• **TASK BRIEF**:
Copy every entry word for word. Skip the pictures.

****************************************

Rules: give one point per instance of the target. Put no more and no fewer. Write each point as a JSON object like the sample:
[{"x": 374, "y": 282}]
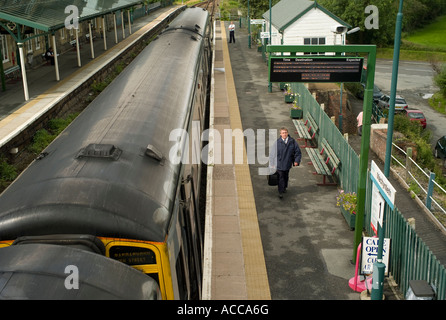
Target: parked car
[
  {"x": 377, "y": 93},
  {"x": 440, "y": 148},
  {"x": 400, "y": 103},
  {"x": 416, "y": 115}
]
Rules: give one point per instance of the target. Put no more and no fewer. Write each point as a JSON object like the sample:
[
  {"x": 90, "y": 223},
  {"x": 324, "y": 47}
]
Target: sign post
[
  {"x": 370, "y": 247},
  {"x": 383, "y": 191}
]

****************************************

• **ANSWER BOX**:
Rules: give one point per instance of the target. Put no more and no fewer. Write each point as a JSON object like the sample:
[{"x": 374, "y": 282}]
Target: parked car
[
  {"x": 377, "y": 93},
  {"x": 440, "y": 148},
  {"x": 400, "y": 103},
  {"x": 416, "y": 115}
]
Rules: give one point per instance of the target. Put no more and no fewer. Write each point as a JSON object like the sample:
[
  {"x": 90, "y": 223},
  {"x": 324, "y": 47}
]
Target: sign post
[
  {"x": 370, "y": 247},
  {"x": 383, "y": 191}
]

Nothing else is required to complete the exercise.